_Task directions_.
Count the lines in the entries below that contain the string "dark", matching case exactly. Reply with the number alone.

------ Materials provided

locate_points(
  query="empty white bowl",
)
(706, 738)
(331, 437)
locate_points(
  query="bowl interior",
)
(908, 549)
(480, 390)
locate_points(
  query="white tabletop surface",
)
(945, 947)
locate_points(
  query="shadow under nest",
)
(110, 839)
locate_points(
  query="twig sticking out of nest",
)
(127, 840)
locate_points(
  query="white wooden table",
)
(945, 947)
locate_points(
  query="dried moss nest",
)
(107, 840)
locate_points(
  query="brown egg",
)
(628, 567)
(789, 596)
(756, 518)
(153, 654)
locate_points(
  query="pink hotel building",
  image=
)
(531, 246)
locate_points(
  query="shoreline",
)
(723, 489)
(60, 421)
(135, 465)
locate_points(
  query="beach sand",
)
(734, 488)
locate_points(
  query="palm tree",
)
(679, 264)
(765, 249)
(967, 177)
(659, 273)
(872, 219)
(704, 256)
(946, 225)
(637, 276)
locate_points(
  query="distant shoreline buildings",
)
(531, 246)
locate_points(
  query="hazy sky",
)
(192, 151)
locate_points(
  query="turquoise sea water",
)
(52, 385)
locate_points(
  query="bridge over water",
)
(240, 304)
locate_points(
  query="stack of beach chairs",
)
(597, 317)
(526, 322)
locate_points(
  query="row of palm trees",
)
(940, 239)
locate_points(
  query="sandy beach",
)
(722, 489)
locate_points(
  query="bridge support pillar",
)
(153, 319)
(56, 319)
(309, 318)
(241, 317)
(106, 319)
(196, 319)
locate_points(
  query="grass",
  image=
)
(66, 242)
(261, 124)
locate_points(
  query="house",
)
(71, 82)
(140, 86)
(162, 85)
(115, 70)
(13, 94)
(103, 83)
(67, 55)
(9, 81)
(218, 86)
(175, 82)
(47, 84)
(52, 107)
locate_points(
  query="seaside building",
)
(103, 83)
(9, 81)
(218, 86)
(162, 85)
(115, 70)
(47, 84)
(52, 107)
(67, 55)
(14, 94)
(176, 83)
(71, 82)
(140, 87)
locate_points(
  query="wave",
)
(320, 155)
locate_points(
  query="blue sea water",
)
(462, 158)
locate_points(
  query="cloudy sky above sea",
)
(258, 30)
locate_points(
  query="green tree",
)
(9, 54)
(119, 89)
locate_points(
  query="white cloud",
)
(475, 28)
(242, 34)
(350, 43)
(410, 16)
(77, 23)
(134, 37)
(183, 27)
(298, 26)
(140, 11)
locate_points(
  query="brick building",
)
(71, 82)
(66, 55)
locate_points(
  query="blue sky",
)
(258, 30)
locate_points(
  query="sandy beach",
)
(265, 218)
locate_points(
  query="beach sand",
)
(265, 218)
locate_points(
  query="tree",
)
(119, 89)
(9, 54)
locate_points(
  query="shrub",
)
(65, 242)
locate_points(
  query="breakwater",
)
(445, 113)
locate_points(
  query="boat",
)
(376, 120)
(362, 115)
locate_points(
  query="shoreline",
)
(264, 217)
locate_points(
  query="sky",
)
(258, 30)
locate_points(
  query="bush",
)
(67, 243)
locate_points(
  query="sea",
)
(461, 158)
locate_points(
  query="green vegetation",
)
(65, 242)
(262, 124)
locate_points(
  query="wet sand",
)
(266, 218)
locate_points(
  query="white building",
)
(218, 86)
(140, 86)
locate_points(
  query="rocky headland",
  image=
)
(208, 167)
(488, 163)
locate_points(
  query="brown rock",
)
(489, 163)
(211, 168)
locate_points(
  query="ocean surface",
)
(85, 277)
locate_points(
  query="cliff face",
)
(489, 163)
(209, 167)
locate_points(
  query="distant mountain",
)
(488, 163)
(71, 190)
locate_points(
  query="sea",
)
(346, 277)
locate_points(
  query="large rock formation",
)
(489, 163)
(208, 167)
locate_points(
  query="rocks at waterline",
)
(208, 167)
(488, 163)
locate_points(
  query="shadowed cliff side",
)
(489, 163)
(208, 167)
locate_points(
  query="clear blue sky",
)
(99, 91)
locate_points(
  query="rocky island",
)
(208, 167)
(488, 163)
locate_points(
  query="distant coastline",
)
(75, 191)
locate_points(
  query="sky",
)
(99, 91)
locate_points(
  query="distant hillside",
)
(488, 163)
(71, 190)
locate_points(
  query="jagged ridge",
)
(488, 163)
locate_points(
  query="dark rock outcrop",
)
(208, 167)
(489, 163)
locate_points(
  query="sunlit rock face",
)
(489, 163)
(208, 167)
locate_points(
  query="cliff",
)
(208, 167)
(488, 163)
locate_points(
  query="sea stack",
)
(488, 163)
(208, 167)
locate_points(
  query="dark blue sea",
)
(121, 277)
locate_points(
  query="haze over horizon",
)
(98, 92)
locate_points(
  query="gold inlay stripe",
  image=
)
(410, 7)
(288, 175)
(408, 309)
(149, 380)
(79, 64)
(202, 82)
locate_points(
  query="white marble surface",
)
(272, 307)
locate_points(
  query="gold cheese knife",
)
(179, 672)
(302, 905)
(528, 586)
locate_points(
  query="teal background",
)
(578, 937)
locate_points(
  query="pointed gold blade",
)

------------

_Solution_.
2